My current work in progress is a historical novel partly set during the Great War. In order to write the time period accurately, I’ve been spending many hours reading and researching. One of my characters will be in the mud of Passchendaele in 1917. I visited the area in 2013. It is still chilling to think of the horrors that the soldiers endured.
The stalemate along the Western Front in 1917 looked like it might finally be breaking, with successes by British and Canadian forces in taking Messines and Vimy Ridges, respectively. The German salient had been pushed back and the plans to break the line were being formulated. The forthcoming battle would officially be known as the Third Battle of Ypres, but would be more famously known as The Battle of Passhendaele, after the little village a few miles to the east of the site.
The area from Ypres to Passchendaele slopes continuously uphill—not an ideal way for the British to forge into battle. Even the soil around the area was about to become an obstacle. It had the consistency of clay—dense and heavy and prone to holding water. Before the war, the farmers who worked this land had needed to build up an elaborate drainage system to draw off the water during the rainy season. The battles fought in the area over the course of the war had demolished this fragile system, with the result that rain-soaked fields would become mires of thick, clinging mud. The success of the British advance in the Third Battle of Ypres was dependent on the weather cooperating.

━━━━

- Goal: Please say whether each statement agrees with the text on Passchendaele, answering yes or no and quoting the words that decide it: 1. The land from Ypres to Passchendaele slopes downhill. 2. The soil in the area had the consistency of clay. 3. The village lies a few miles to the west of the battle site.

- Material provided:

━━━━

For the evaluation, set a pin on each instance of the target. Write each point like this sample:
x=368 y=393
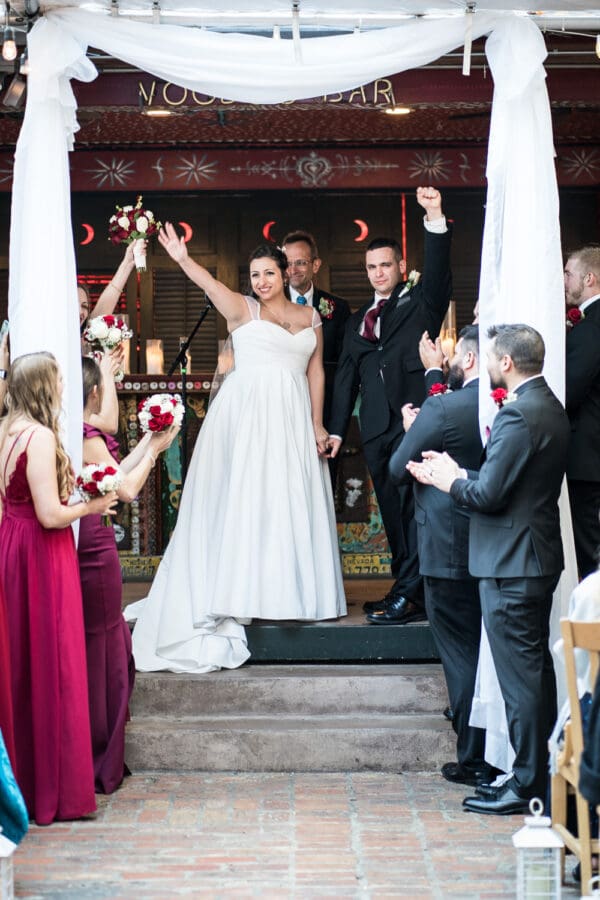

━━━━

- The response:
1. No: "The area from Ypres to Passchendaele slopes continuously uphill"
2. Yes: "It had the consistency of clay"
3. No: "the little village a few miles to the east of the site"